On February 19, 1997, the
Chairperson and Fisheries Adviser of the NWMB met with the Minister and his
advisers in Ottawa. Issues similar to those raised in the December 4, 1996
letter were again discussed, including:
a.Canada
should not unilaterally increase its share of the TAC from 50% without a
negotiated agreement with Greenland; to do so would go against the scientific
advice for the stock, conservation must come first.
b.Both
the Nunavut Land Claims Agreement and the Groundfish Management Plan recognize
the importance of the principles of adjacency and economic dependence in
allocating this resource.
c.The
Davis Strait is adjacent to Nunavut not Newfoundland.
d.In
1996, Nunavut fishers harvested their allocations fully. There is great
economic hardship in the region and the fishery is one of the few bright
spots. The present allocation is considered by the NWMB to be an absolute
minimum and should be increased.
e.Groundfish
licences, providing access to competitive fisheries in northern and southern
waters should be issued to Nunavut fishing interest [sic]. Without such
licences, Nunavut interest cannot afford to invest in boats and equipment
because their fishing season is very short and they have no place to go in the
winter. Nunavut fishers do not have access to stocks anywhere else in Canada.
V. The 1997 Allocation
A. The
decision
By
way of a news release, the Minister announced his decision with respect to
turbot allocations for 1997, as follows:
Fred
Mifflin, Minister of Fisheries and Oceans, today announced quotas for the Davis
Strait fishery.
"I
am pleased to announce that more turbot will be available to Canadian fishermen
this year," Mr. Mifflin said.
Turbot
in the Northwest Atlantic Fisheries Organisation (NAFO) Subarea 0 located in
Davis Strait off the coast of Baffin Island, is part of a stock in NAFO
Subareas 0+1, shared between Canada and Greenland. Bilateral discussions with
Greenland have resulted in a Total Allowable Catch (TAC) of 11,000 tonnes for
this year, unchanged from 1996. Based on historical catches, Canada is
claiming 6,600 tonnes or 60 per cent of the TAC in 1997, up from 5,500 tonnes
in 1996.
The
competitive allocation to Canadian groundfish fishermen has increased to 2,100
tonnes or 32 per cent of the TAC, up from 1,500 tonnes or 27 per cent in 1996.
The increase of 600 tonnes has been shared by fixed gear and mobile fleet
sectors, 60:40 respectively (see attached chart).

## Listed entries
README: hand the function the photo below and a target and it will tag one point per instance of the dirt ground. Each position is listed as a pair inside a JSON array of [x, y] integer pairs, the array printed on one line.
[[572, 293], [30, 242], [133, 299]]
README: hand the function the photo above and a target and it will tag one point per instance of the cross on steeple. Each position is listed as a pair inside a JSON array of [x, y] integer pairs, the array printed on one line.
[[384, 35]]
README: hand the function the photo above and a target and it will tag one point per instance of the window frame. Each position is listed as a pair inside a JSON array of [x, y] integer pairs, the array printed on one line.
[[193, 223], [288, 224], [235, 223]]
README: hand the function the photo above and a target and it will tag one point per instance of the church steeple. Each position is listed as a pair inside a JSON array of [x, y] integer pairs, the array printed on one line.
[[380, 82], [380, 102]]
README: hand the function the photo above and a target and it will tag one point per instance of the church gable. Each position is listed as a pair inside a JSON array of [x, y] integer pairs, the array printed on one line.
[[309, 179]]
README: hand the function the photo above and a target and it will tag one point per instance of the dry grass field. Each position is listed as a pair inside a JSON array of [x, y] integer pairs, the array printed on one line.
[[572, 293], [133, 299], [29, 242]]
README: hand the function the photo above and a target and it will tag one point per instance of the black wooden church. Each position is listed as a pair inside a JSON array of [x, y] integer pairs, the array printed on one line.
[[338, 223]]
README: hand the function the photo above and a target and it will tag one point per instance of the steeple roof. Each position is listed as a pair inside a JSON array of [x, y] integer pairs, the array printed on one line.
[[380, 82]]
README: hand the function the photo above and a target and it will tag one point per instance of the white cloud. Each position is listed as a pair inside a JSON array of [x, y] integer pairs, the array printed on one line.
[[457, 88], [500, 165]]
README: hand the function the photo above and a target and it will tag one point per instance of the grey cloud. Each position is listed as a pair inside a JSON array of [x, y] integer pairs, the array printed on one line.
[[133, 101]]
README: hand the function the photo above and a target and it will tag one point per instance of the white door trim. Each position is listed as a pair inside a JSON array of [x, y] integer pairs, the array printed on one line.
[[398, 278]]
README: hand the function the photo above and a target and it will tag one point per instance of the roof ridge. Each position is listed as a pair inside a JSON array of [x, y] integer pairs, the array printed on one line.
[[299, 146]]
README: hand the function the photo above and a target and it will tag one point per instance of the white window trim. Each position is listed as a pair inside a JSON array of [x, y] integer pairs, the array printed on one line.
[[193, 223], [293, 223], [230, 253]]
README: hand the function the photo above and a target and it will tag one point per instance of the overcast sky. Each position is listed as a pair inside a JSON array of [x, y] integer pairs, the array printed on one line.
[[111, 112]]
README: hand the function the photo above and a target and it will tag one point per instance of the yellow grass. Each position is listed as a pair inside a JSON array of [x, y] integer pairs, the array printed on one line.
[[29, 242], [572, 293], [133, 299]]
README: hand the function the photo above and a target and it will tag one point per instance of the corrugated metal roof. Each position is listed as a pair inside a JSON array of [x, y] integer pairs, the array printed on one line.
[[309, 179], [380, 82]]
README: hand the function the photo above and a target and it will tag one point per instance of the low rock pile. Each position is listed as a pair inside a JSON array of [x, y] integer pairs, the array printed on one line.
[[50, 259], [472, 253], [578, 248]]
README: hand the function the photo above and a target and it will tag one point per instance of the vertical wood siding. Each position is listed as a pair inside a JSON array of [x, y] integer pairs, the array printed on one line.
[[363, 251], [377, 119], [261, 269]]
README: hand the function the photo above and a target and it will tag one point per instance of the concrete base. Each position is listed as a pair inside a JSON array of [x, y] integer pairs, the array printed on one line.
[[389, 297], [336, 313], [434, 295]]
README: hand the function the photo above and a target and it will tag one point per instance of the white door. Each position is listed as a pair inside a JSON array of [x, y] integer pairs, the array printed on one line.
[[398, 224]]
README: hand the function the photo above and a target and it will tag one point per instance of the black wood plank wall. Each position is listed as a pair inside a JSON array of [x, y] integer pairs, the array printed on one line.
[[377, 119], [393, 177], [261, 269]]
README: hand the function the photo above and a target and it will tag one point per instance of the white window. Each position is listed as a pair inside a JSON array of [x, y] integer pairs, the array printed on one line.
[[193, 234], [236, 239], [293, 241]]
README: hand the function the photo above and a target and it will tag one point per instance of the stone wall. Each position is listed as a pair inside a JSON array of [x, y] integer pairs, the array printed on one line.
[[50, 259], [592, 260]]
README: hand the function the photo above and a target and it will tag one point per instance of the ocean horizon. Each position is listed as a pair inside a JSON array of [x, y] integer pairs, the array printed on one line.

## Short exercise
List every quantity given in tonnes in the excerpt on the 1997 turbot allocation, in the order in which the amounts appear. The rows play no part in this exercise.

## Result below
11,000 tonnes; 6,600 tonnes; 5,500 tonnes; 2,100 tonnes; 1,500 tonnes; 600 tonnes